▶ **SELECTED EXTRACT**

▼

Brussels, 11/07/2019 - 93% of our transport – be it via roads, rail, sea or air – is still reliant on fossil fuels, accounting for a quarter of the EU’s greenhouse gas emissions. You’re prompted to believe we’re living a bright, technological transition to new forms of propulsion for our vehicles, but the reality is much different, and sooner or later our dependence from fossil fuels must come to a halt.
International organizations such as the IEA and IRENA have pointed out that the EU will have to greatly increase its usage of bioenergy to have any real success at decarbonizing the European economy and shifting to a low GHG emission mobility infrastructure. Biofuels such as bioethanol and biodiesel are certainly part of the solution, they have been around for a while and are among the most efficient tools Europe has in the fight against climate change.
The advantages of biofuels are numerous: for start, you don’t need to re-think vehicles or infrastructures from scratch. Biofuels easily adapt to the existing technology and infrastructure, allowing for considerable savings of manufacturing costs and energy, but also of precious materials and the processes needed to extract them.
Biofuels and food production can also go hand in hand: some crops used to produce biofuels can also provide animal feed, which the EU currently imports in large quantities. Switch from imports to domestic production and you can mitigate the negative effects of land use change in the exporting countries – for instance!
The biofuel industry is also a very well-oiled cog of the circular economy mechanisms: in recent years, the use of animal fats and used cooking oil to produce biodiesel has grown exponentially, now representing a quarter of the overall biodiesel production. And the biorefinery model, with crops producing renewable fuel, high-protein feed, and captured CO2, is one that should be more widely adopted.

▲

▶ **GIVEN DATA**
▼

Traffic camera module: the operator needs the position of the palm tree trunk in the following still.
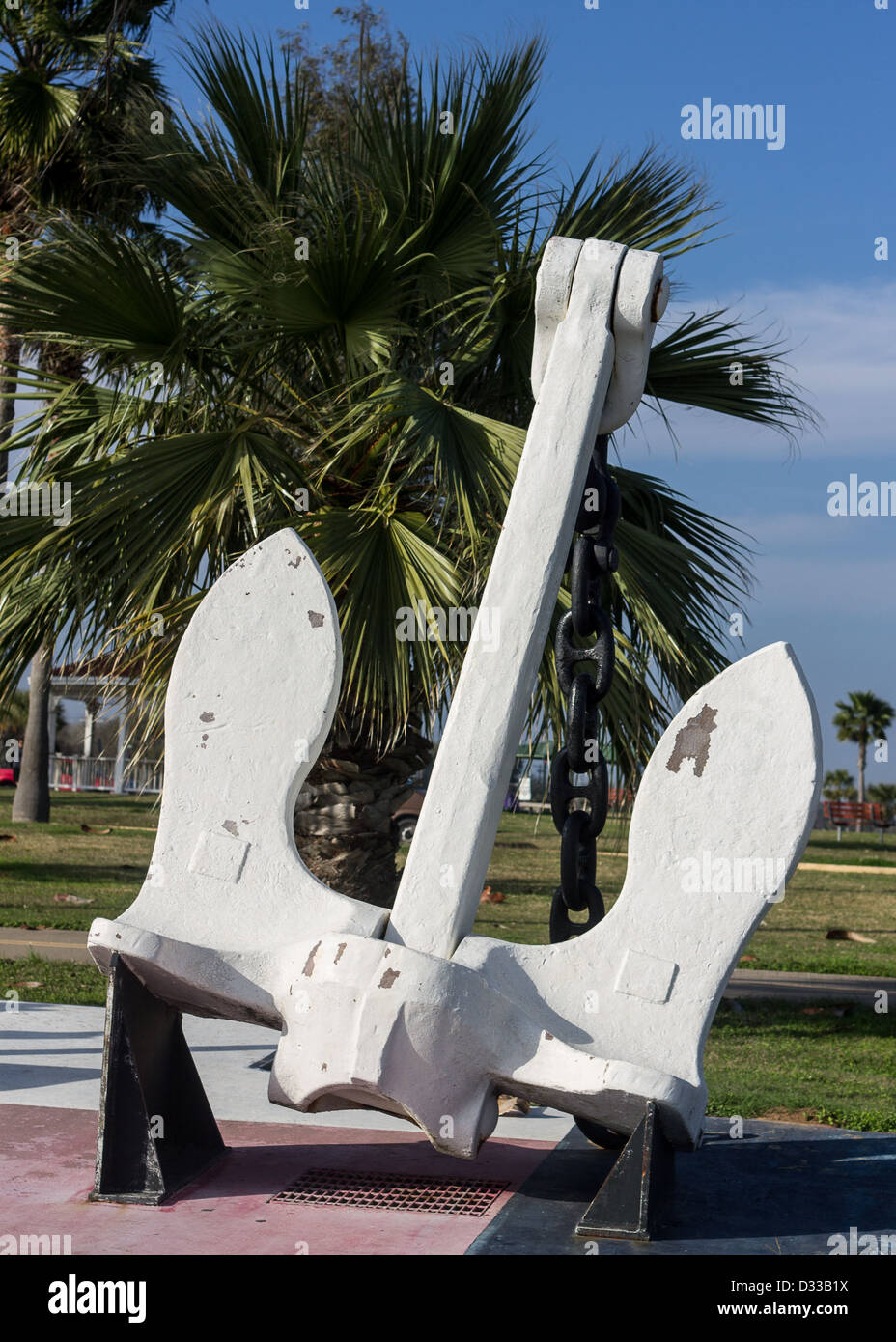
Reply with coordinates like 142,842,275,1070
295,729,432,909
13,643,52,823
0,326,21,485
13,341,83,822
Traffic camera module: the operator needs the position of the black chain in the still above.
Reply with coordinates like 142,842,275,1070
550,434,620,942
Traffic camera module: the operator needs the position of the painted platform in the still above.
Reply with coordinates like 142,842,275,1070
0,1004,896,1262
0,1104,560,1256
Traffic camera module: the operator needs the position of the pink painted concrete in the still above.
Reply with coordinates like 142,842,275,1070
0,1104,554,1256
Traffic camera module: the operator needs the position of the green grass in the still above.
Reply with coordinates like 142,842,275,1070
0,956,106,1009
0,789,896,977
0,956,896,1132
0,789,158,930
704,1001,896,1132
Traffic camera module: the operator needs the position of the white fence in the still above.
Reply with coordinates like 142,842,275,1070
49,754,162,792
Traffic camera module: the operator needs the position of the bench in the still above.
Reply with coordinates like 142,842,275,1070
821,801,893,843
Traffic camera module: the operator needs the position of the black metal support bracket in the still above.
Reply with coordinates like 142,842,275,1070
90,954,227,1207
575,1101,675,1240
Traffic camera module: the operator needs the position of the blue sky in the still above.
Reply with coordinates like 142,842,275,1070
40,0,896,781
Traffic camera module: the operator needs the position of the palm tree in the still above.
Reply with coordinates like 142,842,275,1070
0,0,168,820
833,689,893,801
868,782,896,825
821,769,857,801
0,31,807,899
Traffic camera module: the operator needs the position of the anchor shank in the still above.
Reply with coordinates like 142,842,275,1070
386,243,625,957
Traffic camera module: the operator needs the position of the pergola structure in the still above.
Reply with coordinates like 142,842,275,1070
49,657,135,792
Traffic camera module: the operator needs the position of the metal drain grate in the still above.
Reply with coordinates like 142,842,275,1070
268,1170,510,1216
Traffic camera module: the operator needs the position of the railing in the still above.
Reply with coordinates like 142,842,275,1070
49,754,162,792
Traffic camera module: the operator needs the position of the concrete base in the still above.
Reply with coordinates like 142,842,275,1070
0,1104,551,1256
468,1118,896,1250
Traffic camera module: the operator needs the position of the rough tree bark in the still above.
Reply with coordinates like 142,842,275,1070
13,643,52,823
295,729,432,909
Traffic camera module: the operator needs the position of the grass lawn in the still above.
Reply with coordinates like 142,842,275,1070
704,1001,896,1132
0,957,896,1132
0,789,896,1132
0,789,896,977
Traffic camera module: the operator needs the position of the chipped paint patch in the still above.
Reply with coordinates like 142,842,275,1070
302,940,321,978
665,703,719,778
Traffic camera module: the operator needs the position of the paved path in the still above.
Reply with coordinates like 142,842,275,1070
0,927,93,965
724,969,896,1011
0,927,896,1009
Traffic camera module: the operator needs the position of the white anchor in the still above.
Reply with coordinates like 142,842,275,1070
89,238,820,1157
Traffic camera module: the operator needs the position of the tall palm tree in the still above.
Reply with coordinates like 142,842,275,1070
833,689,895,801
0,0,168,820
0,31,807,898
868,782,896,821
821,769,858,801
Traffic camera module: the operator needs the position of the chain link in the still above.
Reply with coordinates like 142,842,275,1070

▲

▶ **STUDY QUESTIONS**
A: Answer the following questions from the biofuels text.
(i) What percentage of transport is said to be still reliant on fossil fuels?
(ii) What do some crops used to produce biofuels also provide that the EU currently imports in large quantities?
(iii) What share of overall biodiesel production do animal fats and used cooking oil now represent?
B: Revise the part of the biofuels text that opens with the words "The biofuel industry" and closes with "more widely adopted.", replacing "exponentially" with "rapidly".

▶ **ANSWERS IN ORDER**
A:
(i) 93%
(ii) Animal feed
(iii) A quarter

B:
The biofuel industry is also a very well-oiled cog of the circular economy mechanisms: in recent years, the use of animal fats and used cooking oil to produce biodiesel has grown rapidly, now representing a quarter of the overall biodiesel production. And the biorefinery model, with crops producing renewable fuel, high-protein feed, and captured CO2, is one that should be more widely adopted.